### [TRY IT]
Every entry is to be copied exactly as written, and the pictures are to be skipped.

### [DATA PROVIDED]
[Start of section]
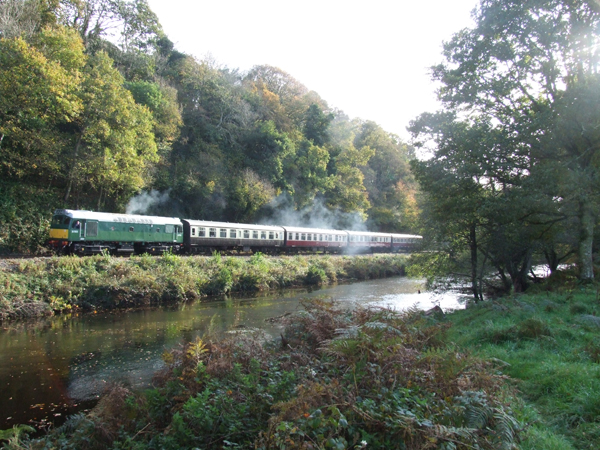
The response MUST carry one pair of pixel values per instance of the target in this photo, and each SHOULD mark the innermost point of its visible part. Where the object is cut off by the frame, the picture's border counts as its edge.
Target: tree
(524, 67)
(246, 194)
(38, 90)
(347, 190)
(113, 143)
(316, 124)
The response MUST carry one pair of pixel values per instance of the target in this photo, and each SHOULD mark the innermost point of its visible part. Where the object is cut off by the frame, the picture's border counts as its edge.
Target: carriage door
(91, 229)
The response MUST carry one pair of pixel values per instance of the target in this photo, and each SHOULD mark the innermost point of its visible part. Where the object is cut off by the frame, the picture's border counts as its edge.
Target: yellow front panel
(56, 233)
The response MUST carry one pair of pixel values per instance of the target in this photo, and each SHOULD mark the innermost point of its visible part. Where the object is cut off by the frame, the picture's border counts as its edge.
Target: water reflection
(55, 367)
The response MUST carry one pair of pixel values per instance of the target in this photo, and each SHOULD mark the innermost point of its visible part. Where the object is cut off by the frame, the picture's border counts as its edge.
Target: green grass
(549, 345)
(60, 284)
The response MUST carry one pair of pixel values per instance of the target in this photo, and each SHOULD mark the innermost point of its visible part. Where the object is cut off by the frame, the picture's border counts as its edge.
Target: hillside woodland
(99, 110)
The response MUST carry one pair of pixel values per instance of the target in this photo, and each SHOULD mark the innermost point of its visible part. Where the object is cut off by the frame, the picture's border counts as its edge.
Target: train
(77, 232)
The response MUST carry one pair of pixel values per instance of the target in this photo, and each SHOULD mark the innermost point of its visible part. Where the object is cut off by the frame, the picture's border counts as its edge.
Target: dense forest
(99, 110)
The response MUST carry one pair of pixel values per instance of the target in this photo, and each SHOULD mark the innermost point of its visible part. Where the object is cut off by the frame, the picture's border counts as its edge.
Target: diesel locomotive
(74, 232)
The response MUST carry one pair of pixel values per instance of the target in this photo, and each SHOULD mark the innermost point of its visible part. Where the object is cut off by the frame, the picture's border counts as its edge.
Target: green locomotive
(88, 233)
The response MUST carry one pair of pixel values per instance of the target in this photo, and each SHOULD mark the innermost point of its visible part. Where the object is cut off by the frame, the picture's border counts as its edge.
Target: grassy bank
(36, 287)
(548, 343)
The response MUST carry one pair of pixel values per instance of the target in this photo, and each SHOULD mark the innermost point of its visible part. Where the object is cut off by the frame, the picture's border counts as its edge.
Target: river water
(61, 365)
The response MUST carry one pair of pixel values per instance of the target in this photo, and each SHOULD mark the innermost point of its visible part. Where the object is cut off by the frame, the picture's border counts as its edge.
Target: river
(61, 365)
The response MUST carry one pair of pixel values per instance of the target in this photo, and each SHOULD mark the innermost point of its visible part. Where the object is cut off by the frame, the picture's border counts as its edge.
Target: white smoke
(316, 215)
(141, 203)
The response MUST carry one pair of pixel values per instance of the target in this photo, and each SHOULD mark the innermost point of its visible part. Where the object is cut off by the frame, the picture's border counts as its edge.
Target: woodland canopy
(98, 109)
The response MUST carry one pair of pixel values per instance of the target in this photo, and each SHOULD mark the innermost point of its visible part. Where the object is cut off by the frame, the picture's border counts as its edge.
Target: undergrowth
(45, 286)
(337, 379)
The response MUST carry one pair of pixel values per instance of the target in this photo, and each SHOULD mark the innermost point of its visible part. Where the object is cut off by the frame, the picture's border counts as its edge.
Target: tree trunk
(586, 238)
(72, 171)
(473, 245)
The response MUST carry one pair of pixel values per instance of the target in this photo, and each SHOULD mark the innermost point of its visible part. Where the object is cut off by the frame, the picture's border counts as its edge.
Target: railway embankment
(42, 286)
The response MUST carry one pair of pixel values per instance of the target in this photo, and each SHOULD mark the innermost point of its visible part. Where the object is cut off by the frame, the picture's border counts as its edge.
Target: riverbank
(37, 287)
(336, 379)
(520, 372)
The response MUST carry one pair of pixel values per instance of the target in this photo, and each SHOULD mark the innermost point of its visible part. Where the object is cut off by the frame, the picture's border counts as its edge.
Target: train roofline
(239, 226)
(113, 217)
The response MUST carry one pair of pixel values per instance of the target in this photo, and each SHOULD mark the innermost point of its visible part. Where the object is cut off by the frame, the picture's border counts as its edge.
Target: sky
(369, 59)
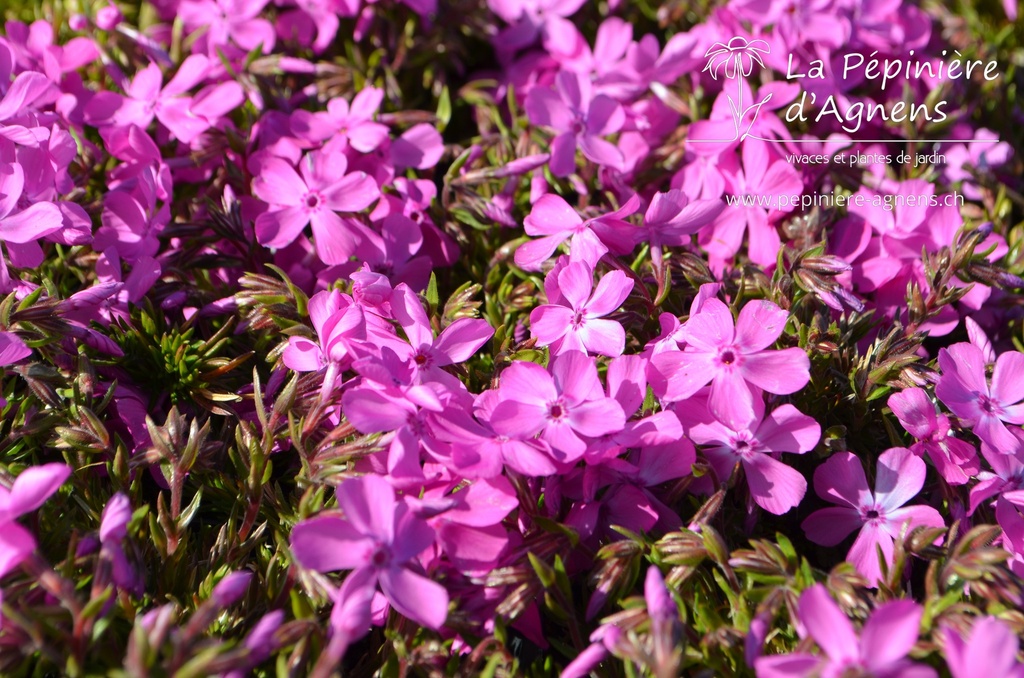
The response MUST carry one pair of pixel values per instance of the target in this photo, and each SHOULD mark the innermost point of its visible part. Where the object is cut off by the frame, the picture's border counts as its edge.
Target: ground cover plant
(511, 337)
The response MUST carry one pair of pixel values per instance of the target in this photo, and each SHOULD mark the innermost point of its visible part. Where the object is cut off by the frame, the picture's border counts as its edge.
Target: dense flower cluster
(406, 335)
[End of section]
### [EXERCISE OUTPUT]
The response MUST carry one pair of pixel values per instance of the target in this photo, and each SHOULD mark the innermost point of its visible part. Where the object is cut off by the frame, the picture's border counts as its edge.
Target: tree
(524, 67)
(246, 194)
(38, 90)
(347, 190)
(113, 143)
(316, 124)
The response MUST carry one pair of pixel values per instance of the target in this photo, and each SHOULD mark the innermost point of its visible part. Where the object is cut off by the frame, the picture's border counts as its edge.
Target: carriage door
(91, 229)
The response MUST carry one pair of pixel values per instance of the target in this photo, and each SHOULD mark the innermost point of its visible part. Where the object is cut off by the frame, the picture's border counts as its edge.
Target: yellow front panel
(56, 233)
The response MUST carry one pair of pixel values per instance of the target in this photo, and each SHOULD mark the innermost point of its visible part. Where the object is cut off by the frame, the picture's border counts as its edge.
Target: water reflection
(55, 367)
The response MUST carry one pair of pixel values per instance of the target in this photo, and each SHOULD mark the innermost point of its visible part. Where the object is cut off by the frame, the picture's border counts as its edge.
Target: green grass
(549, 345)
(60, 284)
The response MUST carry one pair of pixel values per instance of the target in this photo, and each SHOULD mark the innermost point of its visible part. Where the object is cut off by the frame, the picture's border counts as its edge.
Target: hillside woodland
(99, 110)
The response MUST carry one pair of pixel values per instance of the target in this photo, and each SHOULD mark the innermost point of its visible part. Where the object is cut off by the frame, the picture's border counts as its edge.
Target: train
(77, 232)
The response MUST carry one pair of pixel values per instance of the target in this photo, and each SHOULD mark the innermost point of its visible part. Where the object is cut off by the frame, the picture's border counts as its edge.
Target: dense forest
(99, 110)
The response MUST carry one pair of pixel values per instance of the target in this photo, and each SHOULD mark the innermost point of its visible part. Where the object is cut off by the frame, the picture's border counts as its edge.
Target: diesel locomotive
(74, 232)
The response MUST carry one pair of pixel values per instance of the target in this photo, and each SHOULD mark the innermost point of its visible part. Where the object is cut off by the frame, the picture's border counts as its edge.
Target: green locomotive
(88, 233)
The response MUST carry one pair of pixel values per instance of the target in this photo, and each SHOULD mark the innermost point of its visible part. Where the object is cut off by the frame, the picture's border counts as its edge.
Target: grassy bank
(36, 287)
(548, 343)
The response MUST carry one pair of pixel values per instance of the target in this photo, and each SHOULD mark the innermost point of its visible part. Where the object is cut off by the frame, the picture's border counts as its edge.
Target: river water
(61, 365)
The response MUST carry one pair of pixel values per instance of the target in this photo, and each SHOULD mark the innermost point of its visible part. Where the object is cut off by the frame, the picture's border counts as its edge.
Target: river
(61, 365)
The response MUST carry one pair of pixel values per instance of the target in this photo, and each SHOULD mark the innermost point of its visible part. Where the object is cut off by the frame, the picture's border counts as its edge.
Target: white smoke
(316, 215)
(141, 203)
The response MUST carry one pair of pixel values per instance of the target in this photo, and each SHOULD mark the innermost point of its visible part. Where the object is cut off by the frame, the picture's border counts as its edge.
Target: woodland canopy
(98, 109)
The response MUST carry one pair of pixel values per instance of the target in this photo, and each SHOULD mark the innermost point of its visible part. Where the object is cut off by the frame, the picture's border counts as its edge.
Target: undergrowth
(45, 286)
(337, 379)
The response MUST carry one pair of pixel values per instance of the target in this photo, and each SHOULD mark the innermost point of its visible part. Where the object is cut off by the frame, the picture's border counts as its edge.
Target: tree trunk
(586, 238)
(72, 171)
(473, 245)
The response MUST carry one pair of pixel values per instance of the target in this photo, and each SHOULD mark the innermost point of its visible part. Where the object is cut off by the frame, the picture's border counts as its edge.
Target: railway embankment
(42, 286)
The response MUST carry one pair of pixel values per instance of the target in this photo, and each SHOULD mark the innermost point of its visible part. Where the object is cut off by the frame, the picture's border counts as its edge.
Target: riverbank
(37, 287)
(336, 379)
(520, 372)
The response MUST carry one pair of pixel values per instance of the target in this photo, and each SHOULD mark the innermost point of its visible part. Where the object is cut off by the frame, the picture's border counts as its edge.
Target: train roofline
(239, 226)
(113, 217)
The response MUST carry one pair of pixel values per instance of the target in this photo, and each SHOULD mark the innermost point of its visible part. Where the object is cut off by the frame, the picture's border counts as its edge.
Target: sky
(369, 59)
The response MUST carry one pair of pixel values per instance of the target in this photo, and each SHOULD mark the innermost point of its visible part. Where the object is cut off by the frame, the picture's border counts as its edge.
Target: ground cover plant
(511, 337)
The response MUST carry one pair of pixel values per instance of the target in this photo, and each SHOULD mark the innermost point of its visible part. Where the object is cut off by the frame, the picture's border counts as its edge.
Target: dense flower cluster
(406, 335)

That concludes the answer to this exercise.